• Steve Berlack

How To Make Change

On one of my social network pages, a friend asked me how to effectively

institute change as an individual or as part of organizations. My first

thought? “What a complicated question!” Many ideas raced through my

mind, and I quickly realized that I would need a moment to organize them

all. I stepped away from the computer and engaged in another activity so

that I could allow my thoughts to marinate and I could thoroughly absorb

the question and appreciate all of its nuances. (I do this often when I want

to think. It’s amazing how clear your mind can become while walking the

dog, listening to music or cleaning the house).


Here was my response:

1) I think we have to start with the ideas that <name> and <name>

have already posited. We each need to get rid of the ego,

pompousness, jealousy, etc. and really want ALL to shine.

2) ALL who are willing to work to help the community are qualified.

If I’m looking for a brain surgeon to operate on me, then I want to

see degrees, experience, etc. The community is different. To wit:

I’m a Fulbright Scholar with a Master’s Degree, but all the people

in the community I’ve serviced care about is that I’m also born

and raised in the South Bronx to a single parent, and I know what

it’s like to go to bed hungry. I can understand what they’re going

through. YOU CAN’T FAKE THE FUNK!

3) We need to all do our research and become AWARE of each other

as organizations.

4) NETWORK, NETWORK, NETWORK. By the way, refer back

to number 2 on this one.

● **Task**:
Write the next part of the piece on how to make change, picking up right after its last line.

● **Source data**:
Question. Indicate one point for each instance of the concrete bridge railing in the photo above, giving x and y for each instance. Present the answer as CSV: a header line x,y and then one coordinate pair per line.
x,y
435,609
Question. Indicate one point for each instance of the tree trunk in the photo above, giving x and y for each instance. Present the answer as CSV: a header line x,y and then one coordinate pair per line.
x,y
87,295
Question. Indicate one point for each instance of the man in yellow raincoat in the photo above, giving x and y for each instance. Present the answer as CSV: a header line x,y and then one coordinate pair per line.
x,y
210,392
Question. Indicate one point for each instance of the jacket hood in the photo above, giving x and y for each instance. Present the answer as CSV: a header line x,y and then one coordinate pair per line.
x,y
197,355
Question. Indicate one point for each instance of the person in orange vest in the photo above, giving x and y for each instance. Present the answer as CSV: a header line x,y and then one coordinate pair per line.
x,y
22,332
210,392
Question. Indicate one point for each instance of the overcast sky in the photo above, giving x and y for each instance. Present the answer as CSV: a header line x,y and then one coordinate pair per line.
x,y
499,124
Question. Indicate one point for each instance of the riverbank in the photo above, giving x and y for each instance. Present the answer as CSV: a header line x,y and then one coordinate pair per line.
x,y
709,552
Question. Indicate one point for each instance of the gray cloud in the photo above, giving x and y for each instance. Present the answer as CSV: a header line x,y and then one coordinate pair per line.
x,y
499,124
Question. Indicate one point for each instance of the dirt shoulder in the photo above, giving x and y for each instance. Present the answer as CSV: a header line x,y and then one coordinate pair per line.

● **Response**:
5) We must all be of the same mind that MUCH of our work is

connecting our clients/participants to their past. We spend a lot

of time spinning our wheels when we don’t get our clients to see

WHO THEY ARE, and WHY they’re not only significant in this

world, but CRUCIAL.

6) NETWORK, NETWORK, NETWORK. I don’t have to go back

to number 2, do I?

7) Our networking must include ALL aspects of life and career. We

have to connect organizations to funding to politics to policy.

Which brings me to the last point....

8) Poor communities must take ownership of their own issues and

be willing to SELF-CORRECT! No-one can lead them to the

promised land. Waiting for people in power (read that how you

will) to change policy so that they lose power and give it to those

that don’t already have it is naive at best. That brings us back to

number 5.


To that end, Broadcast Your Inner Champion stands willing and able to network/

connect with each of you here to bring positive change to our families,

our communities, our nation and our world.


Peace and Blessings,

- Steve


That’s my take on making positive and effective change. What’s yours?